## GIVEN PASSAGE
Judge: Stephen Morgan, Case: 23AVCV00038, Date: 2023-05-02 Tentative Ruling

Case Number: 23AVCV00038    Hearing Date: May 2, 2023    Dept: A14

Background

 

This is a civil rights discrimination action. Plaintiff Shaves D. Adams (“Plaintiff”) brings this action against Defendant Antelope The form Complaint does not contain any attachments for the causes of action alleged. Plaintiff alleges damages in the amount of $50,000.00.

 

On January 11, 2023, Plaintiff filed his Complaint alleging four causes of action for: (1) Breach of Contract, (2) Civil Rights Violation, (3) Theft of Student Aid Funds, and (4) Discrimination.

 

On February 17, 2023, defense counsel, Louis R. Dumont (“Dumont”), filed a declaration pursuant to Cal. Code Civ. Proc. § 430.41(a)(2) in which he stated that an attempt was made to reach Plaintiff, but was unsuccessful. Defendant provided a meet and confer letter to Plaintiff via mail and email on February 14, 2023. (See Exh. A.)  Cal. Code Civ. Proc. § 430.41(a)(2) provides an automatic 30-day extension of time in which to file a response pleading if the parties are not able to meet and confer at least five days prior to the date the responsive pleading is due upon a declaration stating under penalty of perjury that a good faith attempt to meet and confer was made and explaining the reasons why the parties could not meet and confer.

## INSTRUCTION 1
Can you restate the tentative ruling word for word, starting at "This is a civil" and ending at "amount of $50,000.00."?
The tentative ruling and the records have no connection to each other.

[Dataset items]
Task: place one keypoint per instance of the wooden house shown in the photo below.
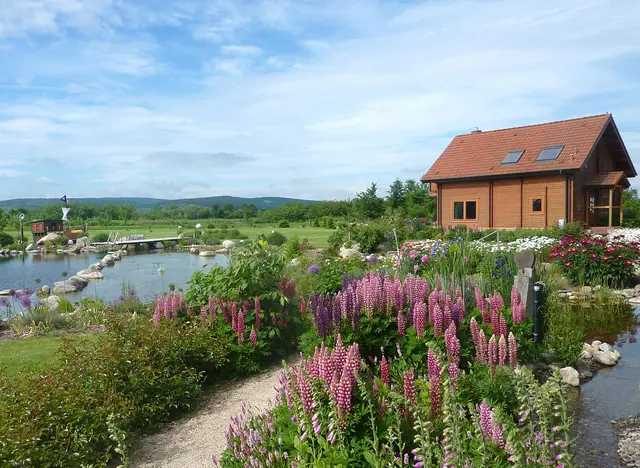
(534, 176)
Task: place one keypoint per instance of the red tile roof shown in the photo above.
(477, 155)
(608, 179)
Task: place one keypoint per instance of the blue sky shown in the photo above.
(311, 99)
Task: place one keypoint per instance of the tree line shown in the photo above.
(409, 199)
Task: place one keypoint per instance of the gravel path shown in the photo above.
(191, 441)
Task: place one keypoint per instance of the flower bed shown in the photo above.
(591, 259)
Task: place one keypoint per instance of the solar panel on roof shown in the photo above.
(549, 154)
(512, 157)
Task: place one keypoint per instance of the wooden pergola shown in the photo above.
(612, 181)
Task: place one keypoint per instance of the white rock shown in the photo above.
(51, 303)
(51, 237)
(108, 260)
(604, 347)
(570, 376)
(605, 358)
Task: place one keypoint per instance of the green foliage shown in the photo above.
(100, 237)
(564, 331)
(136, 375)
(332, 272)
(5, 239)
(369, 237)
(276, 238)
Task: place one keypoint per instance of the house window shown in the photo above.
(536, 205)
(465, 210)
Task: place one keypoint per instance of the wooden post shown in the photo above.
(611, 207)
(621, 202)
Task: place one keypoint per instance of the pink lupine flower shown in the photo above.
(453, 352)
(513, 351)
(502, 351)
(409, 386)
(212, 307)
(486, 416)
(493, 356)
(234, 317)
(420, 318)
(437, 321)
(306, 394)
(401, 325)
(481, 347)
(258, 310)
(384, 371)
(502, 325)
(475, 330)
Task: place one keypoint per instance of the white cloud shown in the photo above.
(375, 96)
(247, 50)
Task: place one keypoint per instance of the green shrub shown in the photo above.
(100, 237)
(135, 376)
(369, 237)
(6, 239)
(594, 260)
(275, 238)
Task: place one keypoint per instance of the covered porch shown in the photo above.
(604, 201)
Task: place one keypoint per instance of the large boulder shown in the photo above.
(108, 260)
(51, 303)
(83, 242)
(64, 287)
(51, 237)
(570, 376)
(606, 358)
(90, 274)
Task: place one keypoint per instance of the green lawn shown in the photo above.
(32, 355)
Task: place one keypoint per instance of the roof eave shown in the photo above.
(512, 175)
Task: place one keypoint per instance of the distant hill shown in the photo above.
(143, 204)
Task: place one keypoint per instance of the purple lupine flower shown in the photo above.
(513, 351)
(493, 355)
(486, 416)
(401, 325)
(453, 352)
(502, 351)
(420, 318)
(409, 385)
(256, 305)
(384, 371)
(240, 327)
(434, 384)
(437, 321)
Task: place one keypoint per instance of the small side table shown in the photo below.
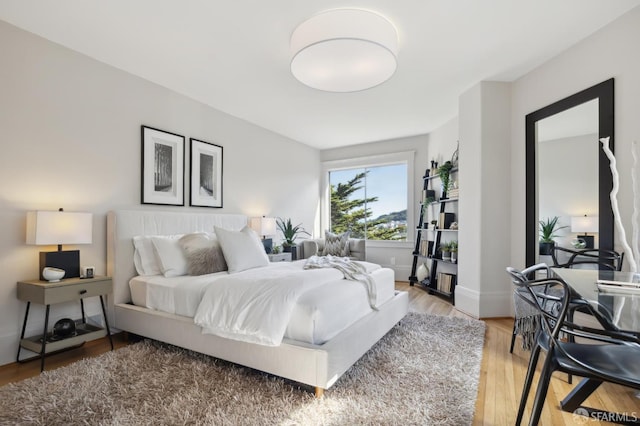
(47, 294)
(280, 257)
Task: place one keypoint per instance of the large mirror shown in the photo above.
(567, 172)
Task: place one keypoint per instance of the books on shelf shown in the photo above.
(445, 282)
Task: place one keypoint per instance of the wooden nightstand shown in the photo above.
(280, 257)
(47, 294)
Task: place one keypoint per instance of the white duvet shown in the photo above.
(256, 306)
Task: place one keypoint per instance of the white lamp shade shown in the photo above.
(584, 224)
(263, 225)
(344, 50)
(59, 227)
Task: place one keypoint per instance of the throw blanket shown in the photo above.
(351, 270)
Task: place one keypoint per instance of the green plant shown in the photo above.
(289, 232)
(548, 229)
(444, 174)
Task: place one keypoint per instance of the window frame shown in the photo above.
(403, 157)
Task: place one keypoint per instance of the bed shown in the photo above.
(315, 363)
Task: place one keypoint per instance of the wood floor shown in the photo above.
(501, 377)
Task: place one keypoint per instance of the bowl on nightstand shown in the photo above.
(53, 275)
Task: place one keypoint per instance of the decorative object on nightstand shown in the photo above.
(265, 227)
(57, 228)
(585, 224)
(53, 275)
(63, 335)
(290, 233)
(280, 257)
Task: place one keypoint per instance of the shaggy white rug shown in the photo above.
(424, 372)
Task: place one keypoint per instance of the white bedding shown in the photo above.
(328, 305)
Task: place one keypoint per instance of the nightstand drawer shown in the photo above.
(280, 257)
(64, 291)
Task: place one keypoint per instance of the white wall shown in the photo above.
(71, 138)
(610, 52)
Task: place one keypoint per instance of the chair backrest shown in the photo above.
(603, 259)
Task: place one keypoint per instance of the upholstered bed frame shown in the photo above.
(315, 365)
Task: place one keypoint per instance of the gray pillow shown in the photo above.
(203, 253)
(336, 244)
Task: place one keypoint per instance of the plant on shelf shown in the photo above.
(290, 233)
(453, 248)
(445, 177)
(446, 252)
(548, 230)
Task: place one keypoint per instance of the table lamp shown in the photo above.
(585, 224)
(57, 228)
(264, 226)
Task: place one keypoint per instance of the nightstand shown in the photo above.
(280, 257)
(47, 294)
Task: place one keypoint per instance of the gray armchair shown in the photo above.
(357, 249)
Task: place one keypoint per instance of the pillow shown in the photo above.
(144, 256)
(203, 253)
(169, 255)
(336, 244)
(242, 249)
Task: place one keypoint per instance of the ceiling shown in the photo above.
(234, 55)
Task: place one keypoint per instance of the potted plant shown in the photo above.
(548, 230)
(444, 174)
(446, 252)
(453, 248)
(290, 233)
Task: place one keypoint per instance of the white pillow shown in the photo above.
(144, 256)
(169, 255)
(242, 249)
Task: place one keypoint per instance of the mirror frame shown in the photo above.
(605, 95)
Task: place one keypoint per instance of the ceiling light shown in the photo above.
(344, 50)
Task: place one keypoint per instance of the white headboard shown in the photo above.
(123, 225)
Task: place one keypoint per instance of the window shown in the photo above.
(370, 201)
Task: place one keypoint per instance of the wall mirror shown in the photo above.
(567, 172)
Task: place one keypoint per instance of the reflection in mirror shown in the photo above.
(567, 146)
(567, 172)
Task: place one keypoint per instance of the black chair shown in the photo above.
(614, 357)
(603, 259)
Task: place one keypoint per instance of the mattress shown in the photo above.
(319, 315)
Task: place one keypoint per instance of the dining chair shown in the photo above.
(602, 355)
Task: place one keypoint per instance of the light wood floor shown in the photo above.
(501, 377)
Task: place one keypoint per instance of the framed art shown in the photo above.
(162, 167)
(206, 174)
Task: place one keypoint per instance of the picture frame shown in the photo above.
(162, 168)
(206, 174)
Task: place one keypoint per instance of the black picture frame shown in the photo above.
(206, 165)
(162, 169)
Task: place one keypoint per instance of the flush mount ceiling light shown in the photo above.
(344, 50)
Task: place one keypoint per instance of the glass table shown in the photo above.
(622, 303)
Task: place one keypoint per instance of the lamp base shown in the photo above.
(69, 260)
(588, 240)
(268, 244)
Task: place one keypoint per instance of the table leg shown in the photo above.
(24, 327)
(44, 338)
(106, 321)
(577, 396)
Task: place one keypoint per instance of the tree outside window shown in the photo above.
(371, 202)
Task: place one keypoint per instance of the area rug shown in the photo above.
(425, 371)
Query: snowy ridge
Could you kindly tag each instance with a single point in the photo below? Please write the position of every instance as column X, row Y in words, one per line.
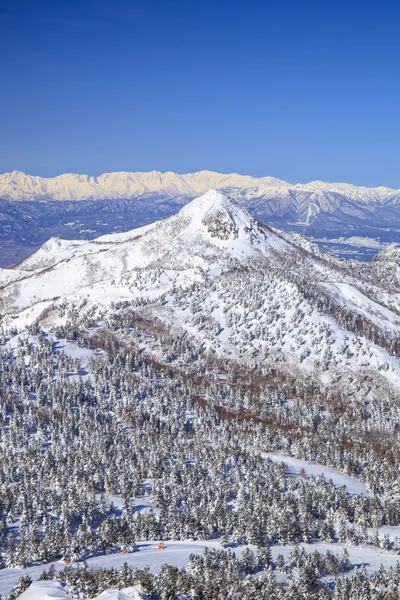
column 215, row 272
column 70, row 186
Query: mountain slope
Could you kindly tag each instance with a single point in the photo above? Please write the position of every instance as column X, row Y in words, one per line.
column 233, row 286
column 349, row 220
column 127, row 185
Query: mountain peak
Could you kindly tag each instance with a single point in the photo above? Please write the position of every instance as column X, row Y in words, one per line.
column 220, row 215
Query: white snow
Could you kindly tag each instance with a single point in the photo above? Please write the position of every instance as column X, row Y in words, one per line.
column 297, row 465
column 70, row 186
column 45, row 590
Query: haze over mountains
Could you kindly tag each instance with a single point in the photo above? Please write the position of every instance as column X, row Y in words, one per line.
column 166, row 372
column 192, row 273
column 347, row 219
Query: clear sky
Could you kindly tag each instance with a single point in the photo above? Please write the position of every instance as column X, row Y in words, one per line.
column 299, row 90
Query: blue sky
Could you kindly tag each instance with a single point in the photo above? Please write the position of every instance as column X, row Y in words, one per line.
column 297, row 90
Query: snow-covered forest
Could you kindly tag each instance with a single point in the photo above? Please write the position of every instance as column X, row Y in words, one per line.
column 156, row 393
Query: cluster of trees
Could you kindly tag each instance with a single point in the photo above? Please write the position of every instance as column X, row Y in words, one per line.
column 214, row 574
column 180, row 435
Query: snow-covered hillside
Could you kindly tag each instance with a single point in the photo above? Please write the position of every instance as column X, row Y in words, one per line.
column 217, row 274
column 349, row 220
column 70, row 186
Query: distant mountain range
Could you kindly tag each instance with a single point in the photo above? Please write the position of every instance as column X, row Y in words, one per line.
column 217, row 274
column 350, row 220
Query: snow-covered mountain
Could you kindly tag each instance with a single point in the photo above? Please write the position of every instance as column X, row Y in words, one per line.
column 215, row 273
column 349, row 220
column 128, row 185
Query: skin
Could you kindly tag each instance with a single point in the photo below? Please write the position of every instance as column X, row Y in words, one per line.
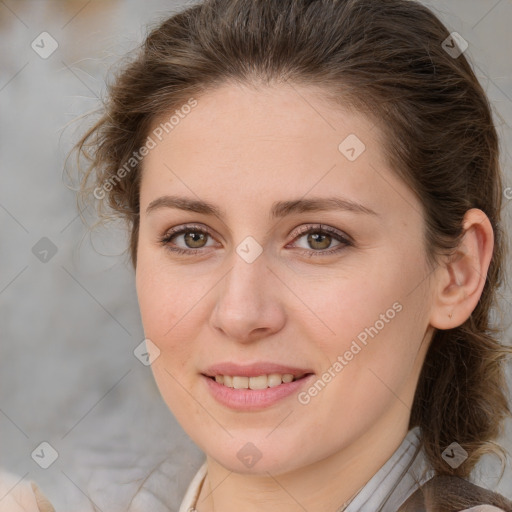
column 243, row 148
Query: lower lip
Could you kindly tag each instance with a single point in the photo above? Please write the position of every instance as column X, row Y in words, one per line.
column 253, row 399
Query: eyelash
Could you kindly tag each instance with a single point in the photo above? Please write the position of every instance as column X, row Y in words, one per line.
column 305, row 230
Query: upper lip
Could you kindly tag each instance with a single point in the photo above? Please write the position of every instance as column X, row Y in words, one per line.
column 253, row 370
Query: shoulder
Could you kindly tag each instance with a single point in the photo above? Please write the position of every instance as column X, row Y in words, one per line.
column 454, row 493
column 20, row 495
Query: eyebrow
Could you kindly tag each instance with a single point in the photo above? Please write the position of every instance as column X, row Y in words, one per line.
column 279, row 209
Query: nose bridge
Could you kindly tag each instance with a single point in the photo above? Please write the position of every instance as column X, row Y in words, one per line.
column 246, row 299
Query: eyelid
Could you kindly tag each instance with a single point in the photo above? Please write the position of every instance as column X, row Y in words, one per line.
column 340, row 236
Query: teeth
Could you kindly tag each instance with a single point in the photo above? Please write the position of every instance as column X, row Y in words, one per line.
column 261, row 382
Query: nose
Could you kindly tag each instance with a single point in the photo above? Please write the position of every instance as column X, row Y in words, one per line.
column 249, row 305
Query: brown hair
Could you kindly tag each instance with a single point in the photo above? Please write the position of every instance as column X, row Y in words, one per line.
column 386, row 59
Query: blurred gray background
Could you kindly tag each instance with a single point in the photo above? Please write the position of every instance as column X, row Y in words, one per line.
column 68, row 310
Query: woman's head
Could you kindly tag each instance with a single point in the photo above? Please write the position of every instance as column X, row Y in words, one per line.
column 250, row 106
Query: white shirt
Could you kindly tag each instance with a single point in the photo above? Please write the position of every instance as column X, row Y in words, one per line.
column 396, row 480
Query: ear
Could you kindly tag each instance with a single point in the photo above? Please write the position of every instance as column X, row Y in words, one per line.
column 460, row 280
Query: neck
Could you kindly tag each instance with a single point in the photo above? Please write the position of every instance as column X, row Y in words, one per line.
column 325, row 485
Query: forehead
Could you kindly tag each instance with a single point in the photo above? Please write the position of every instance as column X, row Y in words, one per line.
column 241, row 143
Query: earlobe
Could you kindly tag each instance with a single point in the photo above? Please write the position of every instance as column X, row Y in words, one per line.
column 461, row 279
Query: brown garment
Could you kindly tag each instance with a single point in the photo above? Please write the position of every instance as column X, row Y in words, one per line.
column 452, row 494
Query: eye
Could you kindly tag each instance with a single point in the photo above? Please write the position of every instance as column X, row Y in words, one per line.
column 320, row 238
column 194, row 237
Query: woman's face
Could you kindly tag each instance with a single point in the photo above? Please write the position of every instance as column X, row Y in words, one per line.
column 313, row 266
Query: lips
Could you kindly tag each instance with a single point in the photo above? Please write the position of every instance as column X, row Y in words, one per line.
column 254, row 370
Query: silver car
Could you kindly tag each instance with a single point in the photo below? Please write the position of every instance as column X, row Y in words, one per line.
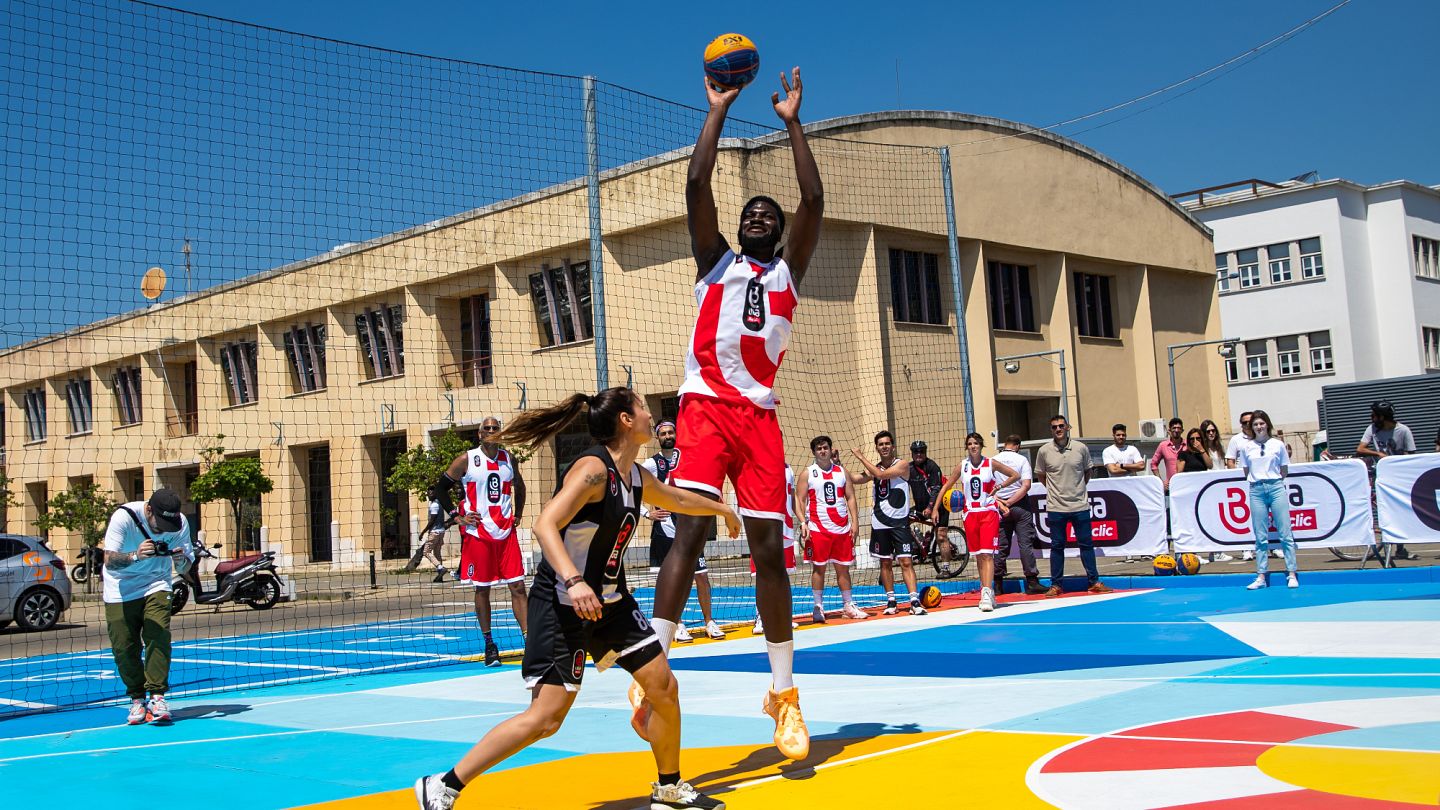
column 33, row 588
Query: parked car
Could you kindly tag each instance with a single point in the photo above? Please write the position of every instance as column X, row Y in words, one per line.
column 33, row 587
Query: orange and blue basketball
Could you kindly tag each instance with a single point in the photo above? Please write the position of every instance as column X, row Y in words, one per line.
column 732, row 61
column 1187, row 564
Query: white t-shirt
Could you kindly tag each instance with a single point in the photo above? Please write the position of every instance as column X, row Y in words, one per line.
column 1129, row 454
column 1263, row 461
column 147, row 575
column 1020, row 464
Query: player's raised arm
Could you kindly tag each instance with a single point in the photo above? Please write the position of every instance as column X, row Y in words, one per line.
column 700, row 202
column 805, row 235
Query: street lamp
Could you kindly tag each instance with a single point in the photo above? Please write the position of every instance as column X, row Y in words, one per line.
column 1013, row 366
column 1226, row 349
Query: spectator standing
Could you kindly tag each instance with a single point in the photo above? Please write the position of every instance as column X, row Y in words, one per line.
column 1063, row 466
column 1266, row 464
column 1018, row 521
column 146, row 544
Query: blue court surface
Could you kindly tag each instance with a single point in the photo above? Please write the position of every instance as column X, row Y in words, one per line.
column 1177, row 696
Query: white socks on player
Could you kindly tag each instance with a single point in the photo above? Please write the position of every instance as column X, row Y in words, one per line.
column 666, row 630
column 782, row 663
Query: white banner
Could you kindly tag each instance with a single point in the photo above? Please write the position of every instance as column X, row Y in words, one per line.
column 1126, row 518
column 1329, row 506
column 1407, row 489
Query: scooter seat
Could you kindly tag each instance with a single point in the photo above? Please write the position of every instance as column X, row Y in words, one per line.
column 229, row 565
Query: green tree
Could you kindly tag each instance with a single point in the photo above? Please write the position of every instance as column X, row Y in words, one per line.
column 232, row 480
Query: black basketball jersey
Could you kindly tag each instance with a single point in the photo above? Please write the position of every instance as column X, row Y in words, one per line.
column 596, row 536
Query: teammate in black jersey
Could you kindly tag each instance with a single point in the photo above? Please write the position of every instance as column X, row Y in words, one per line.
column 579, row 603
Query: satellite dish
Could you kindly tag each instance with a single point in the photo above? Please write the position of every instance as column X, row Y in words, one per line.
column 153, row 283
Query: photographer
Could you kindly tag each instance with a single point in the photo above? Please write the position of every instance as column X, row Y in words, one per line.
column 144, row 545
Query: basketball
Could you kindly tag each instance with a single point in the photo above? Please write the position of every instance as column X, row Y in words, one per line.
column 1187, row 564
column 1164, row 565
column 732, row 61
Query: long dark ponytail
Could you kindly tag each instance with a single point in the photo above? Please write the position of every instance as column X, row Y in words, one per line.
column 602, row 414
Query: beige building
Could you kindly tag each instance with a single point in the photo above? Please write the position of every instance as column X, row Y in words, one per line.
column 327, row 368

## INSTRUCTION 2
Can you quote the records exactly, starting at the line that contains "Query: long dark ponytail" and ending at the line that contains "column 602, row 414", with both of those lines included?

## FULL ANSWER 1
This is a civil rights discrimination action. Plaintiff Shaves D. Adams (“Plaintiff”) brings this action against Defendant Antelope The form Complaint does not contain any attachments for the causes of action alleged. Plaintiff alleges damages in the amount of $50,000.00.

## FULL ANSWER 2
Query: long dark ponytail
Could you kindly tag each instance with a single point in the photo above? Please write the position of every instance as column X, row Y in words, one per line.
column 602, row 414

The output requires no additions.